| Trecho escolhido |
════════════════════

Um dos carros chefes do país foi o vinho rosé, que agora volta a todo vapor com o novo boom dos pinks.

Felizmente isso tudo mudou! Se você é um apreciador de vinhos, Portugal, mais do que nunca, oferece farta variedade de uvas não usuais, com aromas e sabores diferenciados. Assim, seguimos as raízes portuguesa, de coragem e espírito desbravador para degustar grandes e variadas expressões do vinho português.

O Fenômeno Michael Porter
No começo do novo milênio a ViniPortugal - uma associação para a promoção dos vinhos portugueses no mercado nacional e exterior - decidiu contratar o gênio de marketing Michael Porter, para a realização de um estudo sobre o vinho português e sua imagem. A conclusão foi clara. Os produtores portugueses, em sua grande maioria, trabalhavam para dentro, e não investiam em uma visão estratégica de mercado. Esse estudo fez tão bem a Portugal, que um movimento claro de exportação surgiu. Exportação em todos os sentidos, desde a participação maciça em feiras, até o foco na mídia mundial do vinho. Isto acabou sendo um dos impulsionadores da revolução portuguesa na produção de vinhos de mesa de qualidade.

════════════════════

| Linhas de dados |
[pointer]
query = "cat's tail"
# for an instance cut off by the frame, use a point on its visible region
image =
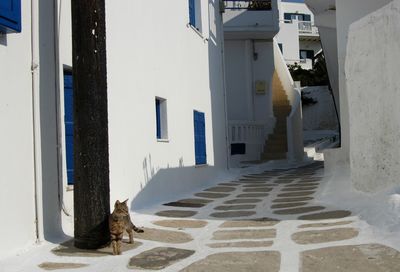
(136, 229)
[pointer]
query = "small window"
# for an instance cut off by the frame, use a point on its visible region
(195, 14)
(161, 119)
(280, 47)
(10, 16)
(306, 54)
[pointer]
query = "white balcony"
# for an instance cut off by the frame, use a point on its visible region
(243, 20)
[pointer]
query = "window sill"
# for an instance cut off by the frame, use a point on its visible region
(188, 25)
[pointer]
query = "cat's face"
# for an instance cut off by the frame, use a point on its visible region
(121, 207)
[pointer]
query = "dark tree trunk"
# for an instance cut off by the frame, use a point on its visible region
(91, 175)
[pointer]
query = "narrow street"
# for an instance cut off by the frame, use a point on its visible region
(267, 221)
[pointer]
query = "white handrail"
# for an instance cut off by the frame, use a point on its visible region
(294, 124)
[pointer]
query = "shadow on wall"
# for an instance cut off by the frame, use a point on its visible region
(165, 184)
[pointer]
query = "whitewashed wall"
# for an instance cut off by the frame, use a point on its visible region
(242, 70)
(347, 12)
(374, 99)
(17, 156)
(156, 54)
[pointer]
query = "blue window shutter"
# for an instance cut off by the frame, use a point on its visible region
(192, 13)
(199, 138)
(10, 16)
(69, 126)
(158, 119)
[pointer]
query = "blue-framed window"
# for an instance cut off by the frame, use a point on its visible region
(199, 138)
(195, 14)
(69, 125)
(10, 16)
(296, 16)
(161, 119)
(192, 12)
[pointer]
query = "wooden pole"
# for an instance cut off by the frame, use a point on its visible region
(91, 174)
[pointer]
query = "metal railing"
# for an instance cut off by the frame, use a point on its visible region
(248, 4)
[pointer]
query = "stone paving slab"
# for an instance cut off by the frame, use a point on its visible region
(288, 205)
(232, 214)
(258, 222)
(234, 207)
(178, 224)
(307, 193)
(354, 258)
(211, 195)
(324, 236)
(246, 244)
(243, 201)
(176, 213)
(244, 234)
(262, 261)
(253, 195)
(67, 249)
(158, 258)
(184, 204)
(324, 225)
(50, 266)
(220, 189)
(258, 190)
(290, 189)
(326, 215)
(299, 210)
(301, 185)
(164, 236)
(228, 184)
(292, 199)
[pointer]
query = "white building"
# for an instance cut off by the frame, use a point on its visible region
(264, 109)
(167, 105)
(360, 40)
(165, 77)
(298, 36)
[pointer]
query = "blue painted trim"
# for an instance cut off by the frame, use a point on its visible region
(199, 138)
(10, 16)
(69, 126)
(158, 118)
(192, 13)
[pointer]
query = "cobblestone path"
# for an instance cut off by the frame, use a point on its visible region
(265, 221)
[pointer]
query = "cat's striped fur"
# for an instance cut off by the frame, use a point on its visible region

════════════════════

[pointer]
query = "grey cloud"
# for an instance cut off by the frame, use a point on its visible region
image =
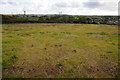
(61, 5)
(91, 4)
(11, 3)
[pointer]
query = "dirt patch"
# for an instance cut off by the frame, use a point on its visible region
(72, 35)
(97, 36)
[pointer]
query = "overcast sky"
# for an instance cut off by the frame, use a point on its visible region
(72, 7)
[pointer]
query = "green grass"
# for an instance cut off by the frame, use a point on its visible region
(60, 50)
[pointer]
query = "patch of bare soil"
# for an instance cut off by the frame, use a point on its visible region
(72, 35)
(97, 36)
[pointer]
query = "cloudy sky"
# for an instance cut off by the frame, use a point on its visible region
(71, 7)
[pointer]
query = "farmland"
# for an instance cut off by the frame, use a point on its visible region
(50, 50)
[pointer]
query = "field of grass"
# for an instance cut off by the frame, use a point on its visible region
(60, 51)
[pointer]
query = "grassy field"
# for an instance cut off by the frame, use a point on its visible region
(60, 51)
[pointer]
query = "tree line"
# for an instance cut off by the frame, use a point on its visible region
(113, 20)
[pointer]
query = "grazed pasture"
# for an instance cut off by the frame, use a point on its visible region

════════════════════

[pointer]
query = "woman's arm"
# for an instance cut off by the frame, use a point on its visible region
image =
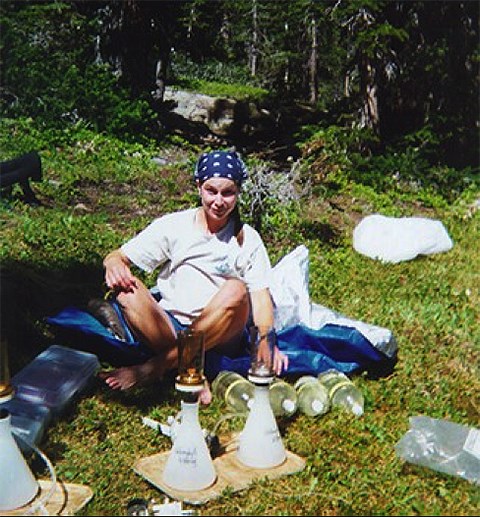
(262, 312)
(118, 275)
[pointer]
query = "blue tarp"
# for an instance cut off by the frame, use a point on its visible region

════════════════════

| Tarefa curta A |
Transcreva uma parte do texto sobre vinho português: comece nas palavras "Um dos carros" e pare logo depois de "do vinho português.".
| Tarefa curta B |
Segundo o texto sobre vinho português, o que o estudo de Michael Porter concluiu sobre os produtores do país e que efeito esse estudo teve?

| Resposta completa A |
Um dos carros chefes do país foi o vinho rosé, que agora volta a todo vapor com o novo boom dos pinks.

Felizmente isso tudo mudou! Se você é um apreciador de vinhos, Portugal, mais do que nunca, oferece farta variedade de uvas não usuais, com aromas e sabores diferenciados. Assim, seguimos as raízes portuguesa, de coragem e espírito desbravador para degustar grandes e variadas expressões do vinho português.

| Resposta completa B |
O estudo concluiu que a maioria dos produtores portugueses trabalhava para dentro e não investia numa visão estratégica de mercado. O estudo fez tão bem a Portugal que surgiu um movimento claro de exportação, da participação maciça em feiras ao foco na mídia mundial do vinho. Isso virou um dos impulsionadores da revolução portuguesa na produção de vinhos de mesa de qualidade.